Problem requirements
Rewrite the items from the very first line through the line containing "point(334, 246)", changing "ceiling fan blade" to "ceiling fan paddle" and leaving everything else as it is.

# start of Data

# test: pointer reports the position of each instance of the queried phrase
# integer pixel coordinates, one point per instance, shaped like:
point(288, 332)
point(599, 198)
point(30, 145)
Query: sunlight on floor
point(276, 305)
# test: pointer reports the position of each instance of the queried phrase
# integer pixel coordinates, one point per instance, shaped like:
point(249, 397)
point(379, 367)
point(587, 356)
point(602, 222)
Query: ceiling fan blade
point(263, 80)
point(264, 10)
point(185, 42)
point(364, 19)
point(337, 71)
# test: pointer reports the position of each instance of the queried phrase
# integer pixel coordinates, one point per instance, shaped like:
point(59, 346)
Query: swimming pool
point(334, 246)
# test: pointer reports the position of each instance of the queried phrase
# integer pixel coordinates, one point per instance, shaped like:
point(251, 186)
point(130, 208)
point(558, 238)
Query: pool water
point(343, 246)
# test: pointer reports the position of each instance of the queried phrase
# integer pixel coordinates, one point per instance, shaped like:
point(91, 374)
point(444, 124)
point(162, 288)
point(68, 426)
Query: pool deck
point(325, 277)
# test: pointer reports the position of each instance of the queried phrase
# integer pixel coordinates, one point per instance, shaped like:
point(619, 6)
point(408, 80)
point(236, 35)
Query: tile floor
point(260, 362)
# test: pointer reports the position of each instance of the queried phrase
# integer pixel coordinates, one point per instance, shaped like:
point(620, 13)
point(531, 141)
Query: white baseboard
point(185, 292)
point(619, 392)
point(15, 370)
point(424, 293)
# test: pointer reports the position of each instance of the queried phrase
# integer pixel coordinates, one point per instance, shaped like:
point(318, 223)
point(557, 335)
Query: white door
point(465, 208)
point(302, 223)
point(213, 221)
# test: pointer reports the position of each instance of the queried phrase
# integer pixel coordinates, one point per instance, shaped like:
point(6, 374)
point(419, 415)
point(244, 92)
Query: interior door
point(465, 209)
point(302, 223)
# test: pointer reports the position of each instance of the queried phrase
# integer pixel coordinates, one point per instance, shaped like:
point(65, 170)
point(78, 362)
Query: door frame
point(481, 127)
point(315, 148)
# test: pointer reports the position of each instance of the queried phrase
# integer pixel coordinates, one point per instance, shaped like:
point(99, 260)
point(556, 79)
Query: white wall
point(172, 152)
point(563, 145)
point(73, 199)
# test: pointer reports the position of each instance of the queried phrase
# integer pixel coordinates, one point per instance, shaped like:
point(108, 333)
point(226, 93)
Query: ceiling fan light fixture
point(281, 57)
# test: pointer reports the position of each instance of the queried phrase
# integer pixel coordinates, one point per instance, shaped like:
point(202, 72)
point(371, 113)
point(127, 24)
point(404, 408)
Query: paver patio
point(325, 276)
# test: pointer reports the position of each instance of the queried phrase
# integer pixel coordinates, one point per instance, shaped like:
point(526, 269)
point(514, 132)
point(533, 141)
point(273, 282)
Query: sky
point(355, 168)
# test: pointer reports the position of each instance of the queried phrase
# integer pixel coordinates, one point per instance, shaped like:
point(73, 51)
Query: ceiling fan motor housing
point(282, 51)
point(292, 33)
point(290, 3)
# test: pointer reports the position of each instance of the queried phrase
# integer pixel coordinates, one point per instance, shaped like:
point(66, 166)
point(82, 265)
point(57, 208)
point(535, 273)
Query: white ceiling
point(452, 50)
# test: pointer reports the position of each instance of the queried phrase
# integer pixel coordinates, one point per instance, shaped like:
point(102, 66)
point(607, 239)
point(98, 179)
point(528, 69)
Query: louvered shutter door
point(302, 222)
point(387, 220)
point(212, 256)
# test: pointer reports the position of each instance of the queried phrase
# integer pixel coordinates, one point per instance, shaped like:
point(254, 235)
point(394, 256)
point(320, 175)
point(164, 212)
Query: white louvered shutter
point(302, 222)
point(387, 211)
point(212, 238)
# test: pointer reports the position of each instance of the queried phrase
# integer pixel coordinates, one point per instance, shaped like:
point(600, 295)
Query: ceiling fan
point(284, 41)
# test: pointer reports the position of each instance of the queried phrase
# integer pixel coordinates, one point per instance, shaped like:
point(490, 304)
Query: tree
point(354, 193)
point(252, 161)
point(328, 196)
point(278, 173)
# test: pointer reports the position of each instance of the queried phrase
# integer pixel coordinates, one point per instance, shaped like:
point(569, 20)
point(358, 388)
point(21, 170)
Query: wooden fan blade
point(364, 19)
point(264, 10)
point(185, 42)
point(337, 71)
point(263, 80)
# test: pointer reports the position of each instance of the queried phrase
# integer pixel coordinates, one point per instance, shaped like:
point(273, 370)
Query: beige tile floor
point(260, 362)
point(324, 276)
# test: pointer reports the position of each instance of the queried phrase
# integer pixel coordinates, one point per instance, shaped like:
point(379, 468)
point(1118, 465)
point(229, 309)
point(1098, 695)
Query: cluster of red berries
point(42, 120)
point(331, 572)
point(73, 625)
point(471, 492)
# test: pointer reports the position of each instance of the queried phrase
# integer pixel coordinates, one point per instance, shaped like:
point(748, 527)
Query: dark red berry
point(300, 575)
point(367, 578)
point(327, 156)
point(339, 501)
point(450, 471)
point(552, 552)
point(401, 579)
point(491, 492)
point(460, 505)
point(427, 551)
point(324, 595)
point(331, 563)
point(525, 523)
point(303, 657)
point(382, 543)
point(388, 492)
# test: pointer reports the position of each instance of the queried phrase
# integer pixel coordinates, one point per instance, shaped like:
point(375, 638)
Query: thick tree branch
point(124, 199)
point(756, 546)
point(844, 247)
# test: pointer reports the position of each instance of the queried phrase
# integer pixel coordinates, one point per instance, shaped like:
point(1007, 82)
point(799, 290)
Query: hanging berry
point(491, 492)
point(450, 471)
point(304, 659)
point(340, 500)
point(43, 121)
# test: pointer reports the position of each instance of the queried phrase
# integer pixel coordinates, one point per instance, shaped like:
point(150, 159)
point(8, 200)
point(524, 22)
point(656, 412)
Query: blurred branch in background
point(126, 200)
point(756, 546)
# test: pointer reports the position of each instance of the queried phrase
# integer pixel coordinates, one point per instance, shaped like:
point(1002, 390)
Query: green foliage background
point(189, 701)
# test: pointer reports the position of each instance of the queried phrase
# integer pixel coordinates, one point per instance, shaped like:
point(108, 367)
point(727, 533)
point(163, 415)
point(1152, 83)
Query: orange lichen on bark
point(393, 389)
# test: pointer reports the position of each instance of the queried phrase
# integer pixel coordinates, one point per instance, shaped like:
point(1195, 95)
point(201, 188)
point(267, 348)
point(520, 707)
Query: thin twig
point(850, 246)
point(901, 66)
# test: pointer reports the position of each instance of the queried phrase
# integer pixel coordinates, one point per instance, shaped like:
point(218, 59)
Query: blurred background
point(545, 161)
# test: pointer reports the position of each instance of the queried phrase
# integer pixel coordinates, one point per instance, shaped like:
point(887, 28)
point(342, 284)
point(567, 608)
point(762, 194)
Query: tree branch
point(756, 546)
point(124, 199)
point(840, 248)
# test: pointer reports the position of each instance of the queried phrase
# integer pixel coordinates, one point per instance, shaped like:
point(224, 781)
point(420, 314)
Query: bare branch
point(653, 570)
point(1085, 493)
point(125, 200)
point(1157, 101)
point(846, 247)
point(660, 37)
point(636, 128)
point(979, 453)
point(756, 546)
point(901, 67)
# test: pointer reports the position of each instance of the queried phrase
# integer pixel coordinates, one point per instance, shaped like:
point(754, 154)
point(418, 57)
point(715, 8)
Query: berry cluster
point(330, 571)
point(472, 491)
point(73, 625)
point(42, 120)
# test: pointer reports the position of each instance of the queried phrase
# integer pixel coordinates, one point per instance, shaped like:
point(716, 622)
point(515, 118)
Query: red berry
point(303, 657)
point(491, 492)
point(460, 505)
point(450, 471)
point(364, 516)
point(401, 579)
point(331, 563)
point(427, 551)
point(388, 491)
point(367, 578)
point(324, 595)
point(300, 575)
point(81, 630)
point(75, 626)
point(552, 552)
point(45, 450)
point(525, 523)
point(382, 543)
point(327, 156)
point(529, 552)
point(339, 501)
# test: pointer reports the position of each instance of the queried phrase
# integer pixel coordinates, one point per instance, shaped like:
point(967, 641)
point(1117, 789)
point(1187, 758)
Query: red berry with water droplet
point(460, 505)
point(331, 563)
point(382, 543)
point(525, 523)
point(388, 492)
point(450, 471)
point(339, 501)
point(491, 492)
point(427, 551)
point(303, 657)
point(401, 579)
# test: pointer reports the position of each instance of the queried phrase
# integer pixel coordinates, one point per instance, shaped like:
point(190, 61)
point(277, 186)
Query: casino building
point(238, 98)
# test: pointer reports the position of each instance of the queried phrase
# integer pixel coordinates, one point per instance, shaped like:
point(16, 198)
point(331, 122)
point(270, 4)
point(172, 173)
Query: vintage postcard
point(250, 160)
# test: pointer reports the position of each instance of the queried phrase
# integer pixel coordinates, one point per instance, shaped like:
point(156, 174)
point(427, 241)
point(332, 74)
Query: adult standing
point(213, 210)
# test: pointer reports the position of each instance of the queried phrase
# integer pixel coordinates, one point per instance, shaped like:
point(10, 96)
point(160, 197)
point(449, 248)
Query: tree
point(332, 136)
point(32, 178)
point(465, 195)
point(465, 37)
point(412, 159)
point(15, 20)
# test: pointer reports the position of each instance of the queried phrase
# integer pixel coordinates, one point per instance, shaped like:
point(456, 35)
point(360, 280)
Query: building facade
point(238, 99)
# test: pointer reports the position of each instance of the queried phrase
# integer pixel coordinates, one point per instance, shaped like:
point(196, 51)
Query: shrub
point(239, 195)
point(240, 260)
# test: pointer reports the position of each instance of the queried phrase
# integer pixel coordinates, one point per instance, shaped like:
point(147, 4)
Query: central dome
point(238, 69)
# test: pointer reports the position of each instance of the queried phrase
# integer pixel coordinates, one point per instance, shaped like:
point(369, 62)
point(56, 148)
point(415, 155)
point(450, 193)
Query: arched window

# end of Data

Solved exercise
# test: pointer reports the position of each instance of the queried phrase
# integer pixel coordinates, one point per instance, shaped like:
point(288, 332)
point(599, 198)
point(30, 145)
Query: sunlight on floor
point(276, 305)
# test: pointer reports the position of each instance of the queried phrase
# integer pixel coordinates, one point per instance, shaped like:
point(249, 397)
point(379, 367)
point(587, 356)
point(602, 222)
Query: ceiling fan paddle
point(263, 80)
point(264, 10)
point(185, 42)
point(364, 19)
point(337, 71)
# test: pointer reports the position of each instance of the queried phrase
# integer pixel coordinates, one point per instance, shaped like:
point(59, 346)
Query: swimming pool
point(334, 246)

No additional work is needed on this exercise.